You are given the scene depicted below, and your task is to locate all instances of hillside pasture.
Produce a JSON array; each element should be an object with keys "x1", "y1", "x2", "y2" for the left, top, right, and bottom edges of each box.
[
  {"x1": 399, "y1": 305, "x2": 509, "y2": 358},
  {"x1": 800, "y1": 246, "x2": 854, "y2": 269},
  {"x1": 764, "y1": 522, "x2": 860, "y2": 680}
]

━━━━━━

# Exercise
In the records above, find the line containing "Produce a JSON" and print it and every later line exactly, through the last one.

# Task response
Produce a JSON array; each element should be an object with keys "x1", "y1", "x2", "y2" for the left, top, right, and bottom edges of each box.
[
  {"x1": 399, "y1": 305, "x2": 509, "y2": 358},
  {"x1": 800, "y1": 246, "x2": 854, "y2": 269},
  {"x1": 764, "y1": 522, "x2": 860, "y2": 680}
]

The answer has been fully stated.